* Begin *
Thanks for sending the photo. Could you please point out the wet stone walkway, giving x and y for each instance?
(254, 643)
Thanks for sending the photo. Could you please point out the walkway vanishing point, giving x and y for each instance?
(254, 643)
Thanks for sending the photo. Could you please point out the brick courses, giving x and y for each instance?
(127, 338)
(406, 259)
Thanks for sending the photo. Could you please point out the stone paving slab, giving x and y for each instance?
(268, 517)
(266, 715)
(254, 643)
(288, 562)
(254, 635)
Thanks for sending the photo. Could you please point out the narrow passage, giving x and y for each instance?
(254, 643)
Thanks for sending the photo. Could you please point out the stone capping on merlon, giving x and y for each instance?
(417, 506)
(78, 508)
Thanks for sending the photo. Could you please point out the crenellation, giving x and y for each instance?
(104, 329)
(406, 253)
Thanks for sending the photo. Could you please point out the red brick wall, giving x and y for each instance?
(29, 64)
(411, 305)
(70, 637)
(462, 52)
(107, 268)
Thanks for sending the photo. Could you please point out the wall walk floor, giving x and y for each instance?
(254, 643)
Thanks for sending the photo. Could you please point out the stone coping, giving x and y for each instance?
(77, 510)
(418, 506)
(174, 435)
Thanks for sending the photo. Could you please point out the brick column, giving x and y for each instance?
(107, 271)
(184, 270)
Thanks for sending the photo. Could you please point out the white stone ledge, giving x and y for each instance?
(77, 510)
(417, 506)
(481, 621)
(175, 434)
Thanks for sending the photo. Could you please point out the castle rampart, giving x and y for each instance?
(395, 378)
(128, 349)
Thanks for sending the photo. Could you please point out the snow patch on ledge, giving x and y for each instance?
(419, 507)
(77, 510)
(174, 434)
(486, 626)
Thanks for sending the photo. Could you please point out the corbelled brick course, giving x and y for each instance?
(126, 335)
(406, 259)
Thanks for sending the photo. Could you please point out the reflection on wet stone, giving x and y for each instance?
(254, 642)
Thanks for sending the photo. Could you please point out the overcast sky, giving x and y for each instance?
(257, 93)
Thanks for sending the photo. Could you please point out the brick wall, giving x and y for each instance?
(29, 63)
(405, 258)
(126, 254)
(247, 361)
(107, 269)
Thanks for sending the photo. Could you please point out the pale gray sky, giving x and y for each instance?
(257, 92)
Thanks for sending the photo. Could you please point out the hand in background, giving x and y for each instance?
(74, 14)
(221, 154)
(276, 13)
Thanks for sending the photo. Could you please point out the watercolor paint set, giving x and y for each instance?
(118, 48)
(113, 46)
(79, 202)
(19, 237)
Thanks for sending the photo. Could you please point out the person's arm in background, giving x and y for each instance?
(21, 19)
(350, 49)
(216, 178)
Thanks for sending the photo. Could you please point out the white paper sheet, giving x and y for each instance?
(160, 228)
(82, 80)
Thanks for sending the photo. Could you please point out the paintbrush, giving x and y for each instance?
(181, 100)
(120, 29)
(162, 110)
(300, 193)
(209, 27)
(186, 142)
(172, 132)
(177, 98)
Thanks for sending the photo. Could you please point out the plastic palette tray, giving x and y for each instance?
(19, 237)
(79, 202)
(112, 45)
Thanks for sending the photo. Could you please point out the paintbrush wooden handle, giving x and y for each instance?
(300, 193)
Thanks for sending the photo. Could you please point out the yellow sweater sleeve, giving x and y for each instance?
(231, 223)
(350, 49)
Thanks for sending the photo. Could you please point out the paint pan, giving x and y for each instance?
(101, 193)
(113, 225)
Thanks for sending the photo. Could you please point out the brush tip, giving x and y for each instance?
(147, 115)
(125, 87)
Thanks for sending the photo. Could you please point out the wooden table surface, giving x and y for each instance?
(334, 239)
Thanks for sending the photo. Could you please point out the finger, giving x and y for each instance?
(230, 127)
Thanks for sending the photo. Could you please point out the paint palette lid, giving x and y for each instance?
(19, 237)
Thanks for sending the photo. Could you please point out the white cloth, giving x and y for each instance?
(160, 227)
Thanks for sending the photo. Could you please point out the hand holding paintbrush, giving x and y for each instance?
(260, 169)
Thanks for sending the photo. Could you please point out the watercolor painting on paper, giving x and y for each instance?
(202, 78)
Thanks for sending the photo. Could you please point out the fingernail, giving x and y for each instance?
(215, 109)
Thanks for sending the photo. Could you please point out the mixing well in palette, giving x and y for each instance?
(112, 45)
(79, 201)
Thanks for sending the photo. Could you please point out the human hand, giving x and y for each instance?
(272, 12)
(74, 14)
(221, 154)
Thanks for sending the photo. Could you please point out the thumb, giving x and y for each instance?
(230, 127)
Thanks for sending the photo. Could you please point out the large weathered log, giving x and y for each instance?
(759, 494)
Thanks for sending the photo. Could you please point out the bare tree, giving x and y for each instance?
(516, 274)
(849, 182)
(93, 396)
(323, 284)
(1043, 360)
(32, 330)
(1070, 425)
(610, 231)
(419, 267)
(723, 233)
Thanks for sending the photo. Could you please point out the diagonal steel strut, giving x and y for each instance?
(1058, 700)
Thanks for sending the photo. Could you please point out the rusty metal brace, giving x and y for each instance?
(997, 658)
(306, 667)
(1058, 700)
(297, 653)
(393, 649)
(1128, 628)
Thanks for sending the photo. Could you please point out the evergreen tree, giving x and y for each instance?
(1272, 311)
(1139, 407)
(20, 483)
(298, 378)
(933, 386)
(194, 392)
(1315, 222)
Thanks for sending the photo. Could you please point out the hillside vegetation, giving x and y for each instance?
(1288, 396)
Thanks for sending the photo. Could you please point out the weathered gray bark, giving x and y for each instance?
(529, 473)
* End *
● Work instructions
Reproduce all of the material above word for word, leaving nothing out and changing nothing.

● The completed task
Thanks for sending the photo. Could you please point out the wet stone walkway, giving x and y for each instance?
(254, 643)
Thanks for sending the photo. Could you please point out the walkway vanishing point, giving x and y for each instance?
(254, 643)
Thanks for sending the photo. Could you please point out the brick courses, giving x and y for each instance?
(127, 338)
(406, 259)
Thanks for sending the photo. Could you please point out the stone paving slab, giving x and y for each instance?
(268, 517)
(266, 715)
(254, 643)
(288, 562)
(254, 635)
Thanks for sending the photo. Could you please point out the narrow passage, giving x and y for each instance?
(254, 643)
Thanks for sending the photo. Could you please point out the stone capping on merlon, giving x and y for each instance?
(417, 506)
(78, 508)
Thanks for sending the photo. Could you please point out the crenellation, giving x and y for each instance?
(104, 329)
(406, 253)
Thanks for sending the photo. Could you please point out the red brick wall, giving x and y for each instance?
(29, 64)
(411, 305)
(70, 637)
(462, 52)
(107, 268)
Thanks for sending the photo. Could you please point out the wall walk floor, giving x and y for each instance?
(254, 643)
Thanks for sending the photo. Could you please point out the stone coping, giving x and y for each instance?
(77, 510)
(418, 506)
(174, 435)
Thanks for sending the photo. Could you please point out the brick column, giving x and y for each instance?
(107, 271)
(184, 270)
Thanks for sending the photo. Could you please point out the white stone ledge, giving x and y for each instance?
(77, 510)
(417, 506)
(481, 621)
(175, 434)
Thanks for sending the photo. Could you please point out the castle rampart, giving x and y for each instance?
(395, 378)
(128, 349)
Thanks for sending the photo. Could you please point out the snow patch on ledge, giving x and y for each instance?
(419, 507)
(77, 510)
(174, 434)
(486, 626)
Thanks for sending the photo. Could you please point out the corbelled brick course, giving x and y for each instance?
(126, 335)
(406, 259)
Thanks for sending the photo. Could you please point out the reflection on wet stone, giving x and y for each instance?
(254, 642)
Thanks for sending the photo. Could you please point out the overcast sky, giving x and y for each instance?
(257, 93)
Thanks for sending the photo. Could you please point out the brick wall, giving x and y for each instance?
(29, 63)
(405, 258)
(126, 254)
(247, 361)
(107, 269)
Thanks for sending the photo. Could you please point out the pale gray sky, giving x and y for each instance?
(257, 92)
Thanks for sending the photo. Could you please point out the hand in background, giving x and y for each instance?
(74, 14)
(221, 154)
(276, 13)
Thanks for sending the photo. Could you please point out the watercolor paint set, giving x and y for each instance?
(118, 48)
(113, 46)
(79, 202)
(19, 237)
Thanks for sending the photo. Could you please point out the person's arm in background, giving x and y for each instance?
(21, 19)
(350, 49)
(216, 178)
Thanks for sending the photo. Could you please point out the white paper sheet, giving x and y for each instance?
(160, 228)
(82, 80)
Thanks for sending the photo. Could you please point out the paintbrush, giving x and y for each instance?
(181, 100)
(120, 29)
(162, 110)
(300, 193)
(209, 27)
(186, 142)
(172, 132)
(177, 98)
Thanks for sending the photo. Could you please point out the plastic palette tray, giving x and y for each instance?
(19, 237)
(79, 202)
(112, 45)
Thanks for sending the photo. Could you please point out the paintbrush wooden handle, giving x and y for each instance?
(300, 193)
Thanks for sending the photo. Could you please point out the yellow sweater sleeve, giving x and y for each instance?
(231, 223)
(350, 49)
Thanks for sending the photo. Could you please point out the paint pan, giving x and y for each instance?
(101, 193)
(113, 225)
Thanks for sending the photo. Could you please point out the brush tip, giving x and y for each instance?
(147, 115)
(125, 87)
Thanks for sending the photo. Could you please point out the wooden table surface, giving x and y for each instance?
(334, 239)
Thanks for sending the photo. Could you please point out the finger, giving x and y for each instance?
(230, 127)
Thanks for sending the photo. Could you please point out the paint palette lid, giving x and y for each instance?
(19, 237)
Thanks for sending the photo. Could you please point out the white cloth, giving x and y for each instance?
(160, 227)
Thanks for sending the photo. Could you please point out the hand holding paintbrush, giving x and y for each instance?
(260, 169)
Thanks for sending the photo. Could you please point out the watercolor painting on paper, giving x and y for each instance?
(202, 78)
Thanks for sending the photo. Could you please point out the fingernail, giving x and y for each instance?
(215, 109)
Thanks for sending the photo. Could you please point out the mixing well in palette, giving x and y for each instance?
(112, 45)
(79, 201)
Thanks for sending the photo. Could you please point out the human hand, giving x and y for each instance?
(272, 12)
(74, 14)
(221, 154)
Thanks for sending the photo. Could you please point out the thumb, giving x and y for each instance?
(230, 127)
Thanks for sending the photo. Could you please point out the large weathered log, giving x and y for each instance?
(759, 494)
Thanks for sending the photo. Could you please point out the bare tree, giving x and y for each instance?
(516, 274)
(849, 182)
(93, 396)
(323, 284)
(1043, 360)
(32, 330)
(1070, 425)
(610, 231)
(419, 267)
(723, 233)
Thanks for sending the photo. Could you please point out the diagonal steel strut, giving x and y for each instance?
(1058, 700)
Thanks for sending the photo. Could you please point out the rusty metal brace, giving x and y for each instance?
(997, 658)
(306, 667)
(1058, 700)
(297, 653)
(393, 649)
(1128, 628)
Thanks for sending the photo. Could you please point out the evergreen tree, giving x and y for each instance?
(1272, 311)
(1139, 407)
(20, 483)
(298, 378)
(933, 386)
(194, 392)
(1315, 222)
Thanks for sending the photo. Could you please point out the hillside vegetation, giving x and y for each instance?
(1288, 396)
Thanks for sending the photo. Could you please point out the weathered gray bark, giving x and y for each instance?
(529, 473)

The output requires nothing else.